• **Reading text**:
Many educators are unified in the opinion that video games are a complete waste of time. Barring a full-scale invasion by extraterrestrials, how can shooting aliens help students develop skills that will be useful in the real world? What value does pretending to be an elf have in this world where, at last census, the total elf population was zero? Clearly, time playing video games could be better spent. But despite these games' apparent uselessness, students who are unwilling to spend more than a few minutes on a school-related task spend countless hours playing, mastering, and enjoying video games. Are these students merely wasting time?
Learning from Games
A number of studies have shown that video games may actually have educational value. Even the Federation of American Scientists, which normally comments on topics such as nuclear proliferation, has begun to take notice:The $7 billion per year video game industry can teach educators about motivation and emotional involvement. Today's 8th graders play about 5 hours per week of video games; 60 percent of college students are regular game players. Educators are waking up to the possibility that "serious games" could motivate students to learn. (Howell, 2004)

• **Requirement A**:
Transcribe the video games text from "Learning from Games" to "learn. (Howell, 2004)".
The text and the rows were taken from separate sources.

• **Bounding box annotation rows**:
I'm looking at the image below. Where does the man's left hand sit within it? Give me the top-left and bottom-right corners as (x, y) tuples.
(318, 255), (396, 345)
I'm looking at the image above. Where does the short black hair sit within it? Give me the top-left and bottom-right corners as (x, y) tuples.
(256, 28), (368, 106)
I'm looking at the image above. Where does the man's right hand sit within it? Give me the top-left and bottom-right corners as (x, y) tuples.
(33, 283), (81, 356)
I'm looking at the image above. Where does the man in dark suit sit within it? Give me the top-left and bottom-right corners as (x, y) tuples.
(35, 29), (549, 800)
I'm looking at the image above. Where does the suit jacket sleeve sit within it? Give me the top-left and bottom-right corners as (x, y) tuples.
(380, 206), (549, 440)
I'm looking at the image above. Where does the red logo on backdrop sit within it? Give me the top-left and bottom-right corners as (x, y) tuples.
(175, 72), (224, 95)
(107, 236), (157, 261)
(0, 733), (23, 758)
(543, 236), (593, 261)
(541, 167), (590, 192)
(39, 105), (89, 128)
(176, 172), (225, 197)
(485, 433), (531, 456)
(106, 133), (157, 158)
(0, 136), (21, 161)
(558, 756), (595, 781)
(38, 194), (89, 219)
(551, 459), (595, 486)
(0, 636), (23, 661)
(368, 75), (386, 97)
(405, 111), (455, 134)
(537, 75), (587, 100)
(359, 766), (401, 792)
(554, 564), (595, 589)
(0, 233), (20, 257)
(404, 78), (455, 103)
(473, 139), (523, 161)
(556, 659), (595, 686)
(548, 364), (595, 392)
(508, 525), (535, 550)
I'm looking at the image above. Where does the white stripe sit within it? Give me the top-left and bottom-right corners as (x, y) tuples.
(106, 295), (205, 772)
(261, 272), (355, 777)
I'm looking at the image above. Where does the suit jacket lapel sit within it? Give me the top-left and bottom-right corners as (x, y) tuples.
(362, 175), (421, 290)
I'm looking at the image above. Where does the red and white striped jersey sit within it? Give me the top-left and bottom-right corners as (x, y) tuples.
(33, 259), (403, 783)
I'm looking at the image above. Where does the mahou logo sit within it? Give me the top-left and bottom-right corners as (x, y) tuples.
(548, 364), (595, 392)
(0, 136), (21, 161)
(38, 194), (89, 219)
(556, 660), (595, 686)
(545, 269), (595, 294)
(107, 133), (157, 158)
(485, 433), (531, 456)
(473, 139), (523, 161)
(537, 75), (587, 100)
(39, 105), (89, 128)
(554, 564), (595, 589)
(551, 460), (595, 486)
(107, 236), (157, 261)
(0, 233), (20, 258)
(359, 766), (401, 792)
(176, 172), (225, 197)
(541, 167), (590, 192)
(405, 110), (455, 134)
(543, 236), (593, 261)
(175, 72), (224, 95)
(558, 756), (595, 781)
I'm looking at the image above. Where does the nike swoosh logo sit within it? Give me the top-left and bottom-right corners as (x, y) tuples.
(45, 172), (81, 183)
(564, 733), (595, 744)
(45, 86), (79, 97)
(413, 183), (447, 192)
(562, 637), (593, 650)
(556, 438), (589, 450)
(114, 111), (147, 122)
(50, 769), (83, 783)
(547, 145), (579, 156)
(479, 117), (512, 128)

• **Requirement B**:
Repeat the rows word for word, starting with their first line and ending with the line that contains "(33, 283), (81, 356)".

• **Exercise answer A**:
Learning from Games
A number of studies have shown that video games may actually have educational value. Even the Federation of American Scientists, which normally comments on topics such as nuclear proliferation, has begun to take notice:The $7 billion per year video game industry can teach educators about motivation and emotional involvement. Today's 8th graders play about 5 hours per week of video games; 60 percent of college students are regular game players. Educators are waking up to the possibility that "serious games" could motivate students to learn. (Howell, 2004)

• **Exercise answer B**:
I'm looking at the image below. Where does the man's left hand sit within it? Give me the top-left and bottom-right corners as (x, y) tuples.
(318, 255), (396, 345)
I'm looking at the image above. Where does the short black hair sit within it? Give me the top-left and bottom-right corners as (x, y) tuples.
(256, 28), (368, 106)
I'm looking at the image above. Where does the man's right hand sit within it? Give me the top-left and bottom-right corners as (x, y) tuples.
(33, 283), (81, 356)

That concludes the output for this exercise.